TheRealStig · 14/02/2009 10:22

I work in a completely male driven environment. I am not a director but a very senior person in the company.

All the directors have SAH wives and they work stupid hours, have pledged their 'lives' to the company it seems and are always prepared to take work calls etc. I am the first senior woman with children they have ever employed.

For example, one of them had a new baby this year. He immediately announced how he was sleeping in a different part of the house so his sleep wasn't disturbed so he could keep sharp to carry on working.

Last week, a director of our company but one who does not work in the UK but happens to be CEO of the whole group asked me for a piece of information. I tried to call the CEO and director of my company but he was abroad and in a meeting so barked at me to call back the next day. Group CEO told me this info was urgent so I gave it to him but made him aware that my director/CEO had not had a chance to approve this info going out.

He said yes yes yes. He then took this info, showed it to a 3rd party and essentially, signed the group up for a large contract without my director/CEO being aware.

Goal of the exercise:
Copy out the forum post about being a senior woman in a male-driven workplace, word for word from start to finish.

Material:
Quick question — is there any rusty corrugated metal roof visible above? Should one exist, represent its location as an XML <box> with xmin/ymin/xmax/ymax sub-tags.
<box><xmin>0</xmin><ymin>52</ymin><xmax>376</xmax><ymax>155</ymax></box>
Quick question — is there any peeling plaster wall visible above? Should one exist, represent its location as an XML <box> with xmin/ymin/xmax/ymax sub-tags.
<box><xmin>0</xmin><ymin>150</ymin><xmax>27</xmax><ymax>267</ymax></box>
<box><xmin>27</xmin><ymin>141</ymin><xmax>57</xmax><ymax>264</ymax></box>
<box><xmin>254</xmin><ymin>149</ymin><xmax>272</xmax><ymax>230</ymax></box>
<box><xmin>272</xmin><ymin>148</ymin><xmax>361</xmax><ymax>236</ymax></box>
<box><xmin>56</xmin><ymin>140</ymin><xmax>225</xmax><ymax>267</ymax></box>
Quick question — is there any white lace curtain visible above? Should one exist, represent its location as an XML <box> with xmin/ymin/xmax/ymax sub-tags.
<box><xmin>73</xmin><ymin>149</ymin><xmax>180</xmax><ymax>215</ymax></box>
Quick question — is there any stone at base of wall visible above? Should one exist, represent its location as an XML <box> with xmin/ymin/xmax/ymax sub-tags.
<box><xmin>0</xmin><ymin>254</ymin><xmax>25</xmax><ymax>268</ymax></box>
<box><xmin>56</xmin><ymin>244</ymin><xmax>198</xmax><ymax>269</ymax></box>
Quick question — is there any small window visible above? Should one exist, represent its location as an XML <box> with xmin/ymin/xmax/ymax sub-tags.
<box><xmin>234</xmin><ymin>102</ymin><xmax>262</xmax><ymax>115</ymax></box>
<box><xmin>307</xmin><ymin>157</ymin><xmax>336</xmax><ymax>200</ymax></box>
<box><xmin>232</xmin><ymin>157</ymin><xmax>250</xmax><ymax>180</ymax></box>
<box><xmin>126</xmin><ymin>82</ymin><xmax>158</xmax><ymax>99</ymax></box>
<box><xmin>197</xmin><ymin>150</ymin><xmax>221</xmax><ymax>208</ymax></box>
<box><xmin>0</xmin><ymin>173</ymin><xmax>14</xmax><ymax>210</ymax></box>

Full answer:
TheRealStig · 14/02/2009 10:22

I work in a completely male driven environment. I am not a director but a very senior person in the company.

All the directors have SAH wives and they work stupid hours, have pledged their 'lives' to the company it seems and are always prepared to take work calls etc. I am the first senior woman with children they have ever employed.

For example, one of them had a new baby this year. He immediately announced how he was sleeping in a different part of the house so his sleep wasn't disturbed so he could keep sharp to carry on working.

Last week, a director of our company but one who does not work in the UK but happens to be CEO of the whole group asked me for a piece of information. I tried to call the CEO and director of my company but he was abroad and in a meeting so barked at me to call back the next day. Group CEO told me this info was urgent so I gave it to him but made him aware that my director/CEO had not had a chance to approve this info going out.

He said yes yes yes. He then took this info, showed it to a 3rd party and essentially, signed the group up for a large contract without my director/CEO being aware.